[Dataset records]
+ + + + +

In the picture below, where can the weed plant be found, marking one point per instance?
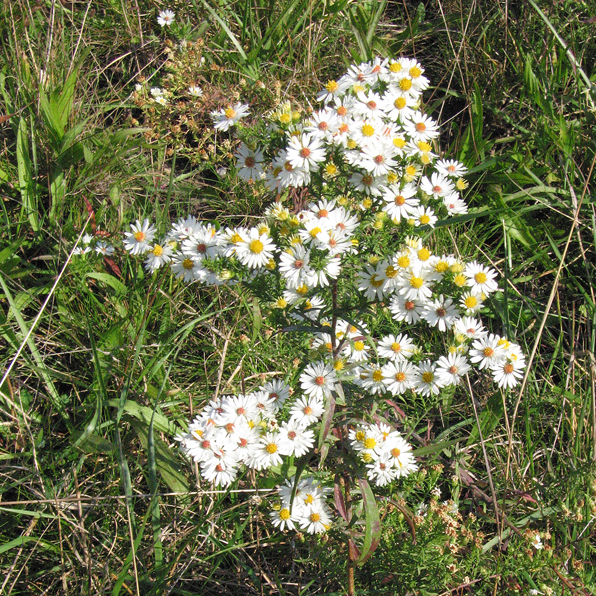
(104, 361)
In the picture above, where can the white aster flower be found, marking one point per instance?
(165, 17)
(138, 241)
(225, 118)
(318, 380)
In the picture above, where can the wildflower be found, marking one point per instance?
(165, 17)
(103, 248)
(226, 118)
(256, 250)
(399, 376)
(480, 278)
(426, 380)
(305, 152)
(318, 380)
(157, 256)
(138, 241)
(451, 368)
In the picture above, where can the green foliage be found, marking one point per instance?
(112, 364)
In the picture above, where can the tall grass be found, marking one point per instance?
(101, 363)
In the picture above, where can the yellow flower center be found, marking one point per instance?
(403, 261)
(368, 130)
(370, 443)
(405, 84)
(428, 377)
(470, 302)
(423, 253)
(376, 282)
(400, 103)
(256, 247)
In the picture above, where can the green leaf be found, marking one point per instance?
(372, 531)
(109, 280)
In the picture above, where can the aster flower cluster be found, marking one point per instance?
(386, 453)
(345, 266)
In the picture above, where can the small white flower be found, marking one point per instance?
(165, 17)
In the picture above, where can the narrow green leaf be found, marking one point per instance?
(372, 531)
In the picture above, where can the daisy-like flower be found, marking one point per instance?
(470, 327)
(396, 348)
(157, 256)
(480, 278)
(400, 201)
(295, 439)
(438, 186)
(441, 313)
(226, 118)
(305, 152)
(451, 368)
(471, 302)
(318, 380)
(508, 372)
(256, 251)
(269, 452)
(487, 351)
(423, 216)
(249, 163)
(165, 18)
(426, 380)
(139, 240)
(421, 127)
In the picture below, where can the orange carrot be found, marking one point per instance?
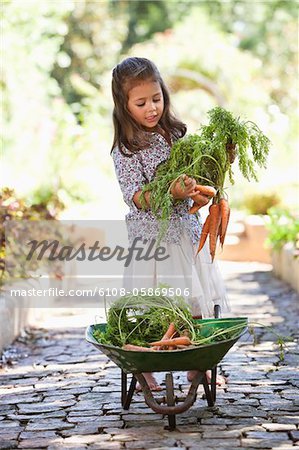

+ + + + +

» **Do this**
Reproduce the entries above with every "marking" swapped for "placing" and nothing else changed. Omit the pictures from your answer.

» **Exercise output**
In the picture below, where can the weed plant be found, placing one point per instance?
(104, 361)
In the picture above, where can the white aster flower be found, placing one point per instance?
(165, 17)
(138, 241)
(225, 118)
(318, 380)
In the picture above, where can the wildflower be found, placing one point per instance?
(165, 17)
(103, 248)
(226, 118)
(256, 250)
(399, 376)
(480, 278)
(426, 380)
(305, 152)
(318, 380)
(157, 256)
(138, 241)
(451, 368)
In the picture above, where can the green foliage be found, placing one point per instance?
(112, 364)
In the picture above, where can the tall grass be found, placing one point per instance?
(101, 363)
In the picture above, where can the yellow flower center be found, placing one point per instance?
(403, 261)
(368, 130)
(370, 443)
(405, 84)
(428, 377)
(470, 302)
(423, 253)
(376, 282)
(400, 103)
(256, 247)
In the picture above, where can the green leaf be found, placing one point per instance?
(372, 531)
(109, 280)
In the picture above, where can the aster flower cluster be found, placing one point per instance?
(386, 453)
(345, 266)
In the picture above, where can the small white flower be found, placing one point per instance?
(165, 17)
In the picture above, where can the narrow green leaf be found, placing one point per instance?
(372, 531)
In the picture above, where can the daisy-like flower be found, placing one point per instance?
(470, 327)
(396, 348)
(157, 256)
(480, 278)
(400, 201)
(295, 439)
(438, 186)
(441, 313)
(226, 118)
(305, 152)
(451, 368)
(471, 302)
(318, 380)
(508, 372)
(256, 251)
(269, 452)
(487, 351)
(423, 216)
(249, 163)
(165, 18)
(426, 380)
(139, 240)
(421, 127)
In the picture below, where can the orange carrot be found, placing one point per instance?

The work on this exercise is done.